■ INSTRUCTION
The records that follow should be retyped word for word.

■ RECORDS SUPPLIED
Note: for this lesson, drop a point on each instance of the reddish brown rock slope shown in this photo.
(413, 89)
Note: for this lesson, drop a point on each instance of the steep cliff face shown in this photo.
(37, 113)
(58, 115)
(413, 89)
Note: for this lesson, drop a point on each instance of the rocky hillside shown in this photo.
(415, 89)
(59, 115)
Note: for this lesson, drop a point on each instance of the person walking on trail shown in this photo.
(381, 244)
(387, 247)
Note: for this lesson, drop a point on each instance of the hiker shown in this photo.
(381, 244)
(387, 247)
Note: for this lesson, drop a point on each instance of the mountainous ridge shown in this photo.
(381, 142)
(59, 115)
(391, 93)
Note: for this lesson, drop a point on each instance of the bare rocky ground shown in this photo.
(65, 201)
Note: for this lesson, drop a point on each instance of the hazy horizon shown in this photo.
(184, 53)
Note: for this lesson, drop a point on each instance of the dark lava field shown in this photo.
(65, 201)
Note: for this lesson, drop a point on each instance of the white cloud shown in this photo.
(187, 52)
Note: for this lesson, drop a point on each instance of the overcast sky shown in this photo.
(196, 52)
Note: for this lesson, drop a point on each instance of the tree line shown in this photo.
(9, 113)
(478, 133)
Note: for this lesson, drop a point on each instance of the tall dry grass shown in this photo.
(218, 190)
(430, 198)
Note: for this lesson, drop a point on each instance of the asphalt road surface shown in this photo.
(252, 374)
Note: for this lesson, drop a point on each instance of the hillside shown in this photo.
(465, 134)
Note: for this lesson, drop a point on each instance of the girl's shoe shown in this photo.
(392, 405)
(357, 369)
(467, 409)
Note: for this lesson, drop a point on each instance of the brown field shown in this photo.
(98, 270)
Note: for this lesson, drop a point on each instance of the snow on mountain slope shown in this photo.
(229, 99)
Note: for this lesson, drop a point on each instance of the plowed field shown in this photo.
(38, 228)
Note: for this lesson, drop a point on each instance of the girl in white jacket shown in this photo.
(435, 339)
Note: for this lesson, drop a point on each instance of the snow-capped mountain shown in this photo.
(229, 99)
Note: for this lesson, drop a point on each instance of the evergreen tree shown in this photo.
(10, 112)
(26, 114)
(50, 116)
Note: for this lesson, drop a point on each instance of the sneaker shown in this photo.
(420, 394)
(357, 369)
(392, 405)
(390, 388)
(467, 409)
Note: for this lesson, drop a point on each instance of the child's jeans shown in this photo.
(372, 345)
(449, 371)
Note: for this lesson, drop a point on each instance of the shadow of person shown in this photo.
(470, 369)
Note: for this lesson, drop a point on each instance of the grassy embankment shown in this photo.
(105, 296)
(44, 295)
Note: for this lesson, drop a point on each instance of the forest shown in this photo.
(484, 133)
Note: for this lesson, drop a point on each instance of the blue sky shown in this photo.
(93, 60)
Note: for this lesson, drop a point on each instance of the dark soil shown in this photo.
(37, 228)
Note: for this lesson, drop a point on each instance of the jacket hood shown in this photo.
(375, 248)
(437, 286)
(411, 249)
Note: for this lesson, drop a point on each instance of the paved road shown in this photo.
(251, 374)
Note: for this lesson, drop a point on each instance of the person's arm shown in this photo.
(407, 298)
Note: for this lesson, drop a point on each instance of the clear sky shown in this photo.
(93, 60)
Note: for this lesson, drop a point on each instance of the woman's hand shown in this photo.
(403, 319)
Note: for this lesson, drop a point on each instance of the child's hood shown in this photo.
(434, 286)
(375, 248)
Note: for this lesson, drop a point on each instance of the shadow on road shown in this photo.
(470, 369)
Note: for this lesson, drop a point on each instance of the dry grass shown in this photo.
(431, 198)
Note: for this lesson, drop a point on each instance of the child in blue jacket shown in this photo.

■ EXERCISE SOLUTION
Note: for this lesson, drop a point on each instance of the reddish brown rock slope shown in this photo.
(413, 89)
Note: for this lesson, drop a point on each instance of the steep cliff face shown in this photo.
(37, 113)
(58, 115)
(413, 89)
Note: for this lesson, drop a point on each instance of the rocky hillside shown in this photo.
(415, 89)
(59, 115)
Note: for this lesson, drop a point on each instance of the person walking on trail shown in this photo.
(381, 244)
(387, 247)
Note: for this lesson, drop a point on each instance of the hiker shown in this photo.
(381, 244)
(387, 247)
Note: for this lesson, drop a point on each instance of the mountainous ridge shown in this photo.
(381, 142)
(59, 115)
(391, 93)
Note: for this lesson, drop a point on each instance of the bare rocky ground shown in this photo.
(65, 201)
Note: for this lesson, drop a point on each instance of the hazy horizon shown in this photo.
(184, 53)
Note: for this lesson, drop a point on each instance of the dark lava field shown in this photo.
(65, 201)
Note: for this lesson, drop a point on each instance of the white cloud shown in this photo.
(187, 52)
Note: for this lesson, drop a point on each instance of the overcast sky shown in this photo.
(196, 52)
Note: for this lesson, drop a point on each instance of the tree line shown in this photo.
(9, 113)
(478, 133)
Note: for this lesson, drop a point on each instance of the tall dry grass shown in this photo.
(218, 190)
(430, 198)
Note: for this lesson, drop a point on each instance of the asphalt road surface shown in this photo.
(252, 374)
Note: for this lesson, drop a point on each instance of the hillside shown in this photo.
(465, 134)
Note: for this lesson, drop a point on each instance of the girl's shoe shown in this photo.
(392, 405)
(357, 369)
(467, 409)
Note: for this lesson, drop a point on each instance of the brown field shown in this photo.
(98, 270)
Note: for this lesson, drop a point on each instance of the snow on mountain slope shown in this photo.
(229, 99)
Note: for this lesson, drop a point on each instance of the plowed field shown in this photo.
(38, 228)
Note: for this lesson, drop a point on each instance of the girl in white jacket shown in this photo.
(435, 339)
Note: for this lesson, drop a point on each instance of the snow-capped mountain shown in this photo.
(229, 99)
Note: for this lesson, drop a point on each instance of the evergreen tree shown in this photo.
(10, 112)
(26, 114)
(50, 116)
Note: for this lesson, drop a point on each instance of the sneaker shown in this photo.
(420, 394)
(357, 369)
(392, 405)
(390, 388)
(467, 409)
Note: for this lesson, drop a point on each instance of the child's jeans shown in this photo.
(372, 345)
(449, 371)
Note: for this lesson, drop a point on each instance of the shadow of person shown in this photo.
(470, 369)
Note: for this lesson, drop a point on each instance of the grassy embankment shown in this photo.
(105, 296)
(44, 295)
Note: for this lesson, drop a point on each instance of the forest shown in this photo.
(484, 133)
Note: for this lesson, drop a point on each instance of the blue sky shown in this photo.
(93, 60)
Note: for this lesson, drop a point on each instance of the dark soil shown in this photo.
(37, 228)
Note: for this lesson, drop a point on each instance of the jacket hood shown in this photo.
(375, 248)
(437, 286)
(411, 249)
Note: for this lesson, drop a point on each instance of the paved road shown in this photo.
(251, 374)
Note: for this lesson, drop a point on each instance of the person's arm shown in this photo.
(407, 298)
Note: for this lesson, drop a point on each instance of the clear sky shown in this photo.
(93, 60)
Note: for this lesson, drop a point on each instance of the woman's hand shown in this photo.
(403, 319)
Note: for this lesson, drop a point on each instance of the child's hood shown in this photo.
(434, 286)
(375, 248)
Note: for this lesson, drop a point on each instance of the shadow on road shown in this photo.
(470, 369)
Note: for this lesson, drop a point on each instance of the dry grass shown in this photo.
(431, 198)
Note: for this lesson, drop a point on each instance of the child in blue jacket shown in this photo.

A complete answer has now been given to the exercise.